== WHAT THE TASK REQUIRES ==
Write out every entry word for word.

[Records contained in a dataset]
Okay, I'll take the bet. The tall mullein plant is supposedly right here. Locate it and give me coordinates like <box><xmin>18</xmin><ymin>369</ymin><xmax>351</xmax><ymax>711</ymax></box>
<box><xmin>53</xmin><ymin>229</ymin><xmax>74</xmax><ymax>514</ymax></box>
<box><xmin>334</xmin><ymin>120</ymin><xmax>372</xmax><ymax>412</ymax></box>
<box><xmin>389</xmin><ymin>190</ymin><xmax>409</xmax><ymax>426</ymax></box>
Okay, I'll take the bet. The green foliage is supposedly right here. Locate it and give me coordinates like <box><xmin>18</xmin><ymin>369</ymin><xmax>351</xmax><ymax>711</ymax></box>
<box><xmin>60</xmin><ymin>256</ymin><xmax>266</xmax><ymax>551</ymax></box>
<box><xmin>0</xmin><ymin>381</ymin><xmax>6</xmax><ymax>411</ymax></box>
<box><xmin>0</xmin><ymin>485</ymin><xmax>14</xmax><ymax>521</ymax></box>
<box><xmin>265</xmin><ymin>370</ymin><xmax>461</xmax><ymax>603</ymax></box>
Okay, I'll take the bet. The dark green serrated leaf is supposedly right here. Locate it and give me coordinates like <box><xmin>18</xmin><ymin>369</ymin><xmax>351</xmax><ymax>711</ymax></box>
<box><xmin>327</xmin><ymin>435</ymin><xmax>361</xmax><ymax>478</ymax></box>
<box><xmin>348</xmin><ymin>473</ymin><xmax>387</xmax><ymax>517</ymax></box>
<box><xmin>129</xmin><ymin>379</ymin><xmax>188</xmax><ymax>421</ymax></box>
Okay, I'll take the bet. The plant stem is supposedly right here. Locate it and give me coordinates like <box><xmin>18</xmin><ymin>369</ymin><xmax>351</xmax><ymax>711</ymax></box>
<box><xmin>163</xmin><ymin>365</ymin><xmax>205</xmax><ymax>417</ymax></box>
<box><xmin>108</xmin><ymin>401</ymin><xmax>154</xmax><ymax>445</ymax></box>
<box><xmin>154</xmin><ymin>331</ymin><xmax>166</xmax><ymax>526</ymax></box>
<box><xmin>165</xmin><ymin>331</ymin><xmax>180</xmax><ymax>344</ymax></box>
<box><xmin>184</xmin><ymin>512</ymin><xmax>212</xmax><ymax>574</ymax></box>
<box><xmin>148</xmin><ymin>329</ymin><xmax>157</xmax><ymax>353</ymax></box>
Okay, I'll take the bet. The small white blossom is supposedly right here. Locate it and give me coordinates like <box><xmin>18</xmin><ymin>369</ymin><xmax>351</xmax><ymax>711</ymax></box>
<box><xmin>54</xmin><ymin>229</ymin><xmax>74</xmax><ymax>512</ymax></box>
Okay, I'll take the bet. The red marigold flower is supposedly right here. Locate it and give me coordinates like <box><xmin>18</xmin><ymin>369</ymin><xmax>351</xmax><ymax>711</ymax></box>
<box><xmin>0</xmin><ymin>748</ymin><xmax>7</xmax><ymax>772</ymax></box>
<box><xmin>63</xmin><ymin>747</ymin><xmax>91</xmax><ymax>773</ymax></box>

== RESPONSE AREA ==
Okay, I'll take the bet. The tall mullein plant is supposedly right here. Locate it and give me coordinates like <box><xmin>18</xmin><ymin>369</ymin><xmax>351</xmax><ymax>711</ymax></box>
<box><xmin>53</xmin><ymin>229</ymin><xmax>74</xmax><ymax>514</ymax></box>
<box><xmin>334</xmin><ymin>120</ymin><xmax>372</xmax><ymax>412</ymax></box>
<box><xmin>389</xmin><ymin>190</ymin><xmax>409</xmax><ymax>426</ymax></box>
Okay, I'll take the bet. The green foliage is supposedly right here. Locate it and give me coordinates like <box><xmin>18</xmin><ymin>369</ymin><xmax>351</xmax><ymax>711</ymax></box>
<box><xmin>60</xmin><ymin>256</ymin><xmax>266</xmax><ymax>551</ymax></box>
<box><xmin>0</xmin><ymin>381</ymin><xmax>6</xmax><ymax>411</ymax></box>
<box><xmin>0</xmin><ymin>485</ymin><xmax>14</xmax><ymax>521</ymax></box>
<box><xmin>265</xmin><ymin>370</ymin><xmax>461</xmax><ymax>603</ymax></box>
Okay, I'll take the bet. The dark green serrated leaf is supposedly right here. Locate it and give me coordinates like <box><xmin>18</xmin><ymin>369</ymin><xmax>351</xmax><ymax>711</ymax></box>
<box><xmin>327</xmin><ymin>435</ymin><xmax>361</xmax><ymax>478</ymax></box>
<box><xmin>348</xmin><ymin>473</ymin><xmax>387</xmax><ymax>517</ymax></box>
<box><xmin>129</xmin><ymin>379</ymin><xmax>188</xmax><ymax>421</ymax></box>
Okay, I'll take the bet. The plant stem is supposedly right here. Locate it and give me coordinates like <box><xmin>18</xmin><ymin>369</ymin><xmax>351</xmax><ymax>711</ymax></box>
<box><xmin>163</xmin><ymin>365</ymin><xmax>205</xmax><ymax>417</ymax></box>
<box><xmin>108</xmin><ymin>401</ymin><xmax>154</xmax><ymax>445</ymax></box>
<box><xmin>154</xmin><ymin>331</ymin><xmax>166</xmax><ymax>526</ymax></box>
<box><xmin>165</xmin><ymin>331</ymin><xmax>180</xmax><ymax>344</ymax></box>
<box><xmin>184</xmin><ymin>512</ymin><xmax>212</xmax><ymax>574</ymax></box>
<box><xmin>148</xmin><ymin>329</ymin><xmax>157</xmax><ymax>353</ymax></box>
Okay, I'll take the bet. The small white blossom is supposedly right here. Locate it and give me coordinates like <box><xmin>18</xmin><ymin>369</ymin><xmax>351</xmax><ymax>711</ymax></box>
<box><xmin>54</xmin><ymin>229</ymin><xmax>74</xmax><ymax>512</ymax></box>
Okay, I'll take the bet. The red marigold flower is supposedly right here. Locate it and give me coordinates like <box><xmin>18</xmin><ymin>369</ymin><xmax>351</xmax><ymax>711</ymax></box>
<box><xmin>0</xmin><ymin>748</ymin><xmax>7</xmax><ymax>772</ymax></box>
<box><xmin>63</xmin><ymin>747</ymin><xmax>91</xmax><ymax>773</ymax></box>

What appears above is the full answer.